#### BRIEF:
Since the data must remain as supplied, reproduce it word for word.

*** ENTRIES PROVIDED Section Begins ***

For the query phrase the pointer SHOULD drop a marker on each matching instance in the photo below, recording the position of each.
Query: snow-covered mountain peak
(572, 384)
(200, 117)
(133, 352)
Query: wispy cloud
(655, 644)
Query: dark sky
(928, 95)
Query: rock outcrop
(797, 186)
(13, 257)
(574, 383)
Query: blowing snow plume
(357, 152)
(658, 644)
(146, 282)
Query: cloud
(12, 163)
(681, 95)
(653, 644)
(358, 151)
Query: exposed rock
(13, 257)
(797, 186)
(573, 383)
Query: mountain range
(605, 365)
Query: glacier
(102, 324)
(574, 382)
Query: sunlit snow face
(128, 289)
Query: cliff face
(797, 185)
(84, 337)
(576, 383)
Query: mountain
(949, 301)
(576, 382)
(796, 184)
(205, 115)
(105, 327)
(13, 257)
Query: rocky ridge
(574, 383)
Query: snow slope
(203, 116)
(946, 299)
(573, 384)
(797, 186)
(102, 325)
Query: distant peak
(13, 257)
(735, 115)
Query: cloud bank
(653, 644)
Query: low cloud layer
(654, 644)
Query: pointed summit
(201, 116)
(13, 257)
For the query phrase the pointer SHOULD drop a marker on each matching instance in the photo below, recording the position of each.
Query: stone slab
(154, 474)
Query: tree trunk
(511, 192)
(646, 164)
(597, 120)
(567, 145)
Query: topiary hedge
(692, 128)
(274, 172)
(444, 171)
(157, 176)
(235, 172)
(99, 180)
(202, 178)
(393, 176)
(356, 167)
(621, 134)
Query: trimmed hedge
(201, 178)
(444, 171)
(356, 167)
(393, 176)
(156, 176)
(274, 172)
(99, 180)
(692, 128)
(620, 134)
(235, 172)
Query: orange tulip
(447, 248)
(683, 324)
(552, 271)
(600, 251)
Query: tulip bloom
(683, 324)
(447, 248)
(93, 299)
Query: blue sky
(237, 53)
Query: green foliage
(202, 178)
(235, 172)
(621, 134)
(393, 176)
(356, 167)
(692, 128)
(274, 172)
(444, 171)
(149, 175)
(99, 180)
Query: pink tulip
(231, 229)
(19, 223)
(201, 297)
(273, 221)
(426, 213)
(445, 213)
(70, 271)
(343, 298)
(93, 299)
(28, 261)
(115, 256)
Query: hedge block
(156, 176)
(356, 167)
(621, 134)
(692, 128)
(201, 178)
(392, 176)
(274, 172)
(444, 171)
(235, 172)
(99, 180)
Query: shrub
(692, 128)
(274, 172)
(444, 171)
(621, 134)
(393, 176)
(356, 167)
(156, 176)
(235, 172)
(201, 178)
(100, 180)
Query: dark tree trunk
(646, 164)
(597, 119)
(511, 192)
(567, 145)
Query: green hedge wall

*** ENTRIES PROVIDED Section Ends ***

#### RESULT:
For the query phrase the pointer SHOULD drop a marker on each matching instance in the photo below, recording the position of each.
Query: snow-covered mountain peak
(572, 384)
(200, 117)
(133, 352)
Query: wispy cloud
(655, 644)
Query: dark sky
(928, 95)
Query: rock outcrop
(797, 186)
(13, 257)
(574, 383)
Query: blowing snow plume
(357, 152)
(658, 644)
(146, 282)
Query: cloud
(12, 163)
(681, 95)
(653, 644)
(358, 151)
Query: exposed rock
(13, 257)
(797, 186)
(573, 383)
Query: mountain range
(605, 365)
Query: glacier
(102, 324)
(574, 382)
Query: sunlit snow face
(128, 289)
Query: cliff face
(797, 185)
(84, 337)
(576, 383)
Query: mountain
(949, 301)
(576, 382)
(796, 184)
(205, 115)
(105, 327)
(13, 257)
Query: rocky ridge
(574, 383)
Query: snow slope
(203, 116)
(946, 299)
(573, 384)
(797, 186)
(102, 325)
Query: distant peak
(13, 257)
(735, 115)
Query: cloud bank
(653, 644)
Query: low cloud layer
(654, 644)
Query: pointed summit
(201, 116)
(13, 257)
For the query phrase the pointer SHOULD drop a marker on each matching instance in the photo below, recording the position of each.
Query: stone slab
(154, 474)
Query: tree trunk
(511, 192)
(646, 164)
(597, 120)
(567, 145)
Query: topiary hedge
(692, 128)
(274, 172)
(444, 171)
(157, 176)
(235, 172)
(99, 180)
(202, 178)
(393, 176)
(356, 167)
(621, 134)
Query: trimmed hedge
(201, 178)
(444, 171)
(356, 167)
(393, 176)
(156, 176)
(274, 172)
(99, 180)
(692, 128)
(620, 134)
(235, 172)
Query: orange tulip
(447, 248)
(683, 324)
(552, 271)
(600, 251)
Query: tulip bloom
(683, 324)
(447, 248)
(93, 299)
Query: blue sky
(237, 53)
Query: green foliage
(202, 178)
(235, 172)
(621, 134)
(393, 176)
(356, 167)
(692, 128)
(274, 172)
(444, 171)
(149, 175)
(99, 180)
Query: pink tulip
(231, 229)
(19, 223)
(201, 297)
(273, 221)
(426, 213)
(445, 213)
(70, 271)
(343, 298)
(93, 299)
(28, 261)
(115, 256)
Query: hedge block
(156, 176)
(356, 167)
(621, 134)
(692, 128)
(201, 178)
(392, 176)
(274, 172)
(444, 171)
(235, 172)
(99, 180)
Query: shrub
(692, 128)
(274, 172)
(444, 171)
(621, 134)
(393, 176)
(356, 167)
(156, 176)
(235, 172)
(201, 178)
(100, 180)
Query: dark tree trunk
(646, 164)
(597, 119)
(511, 192)
(567, 145)
Query: green hedge wall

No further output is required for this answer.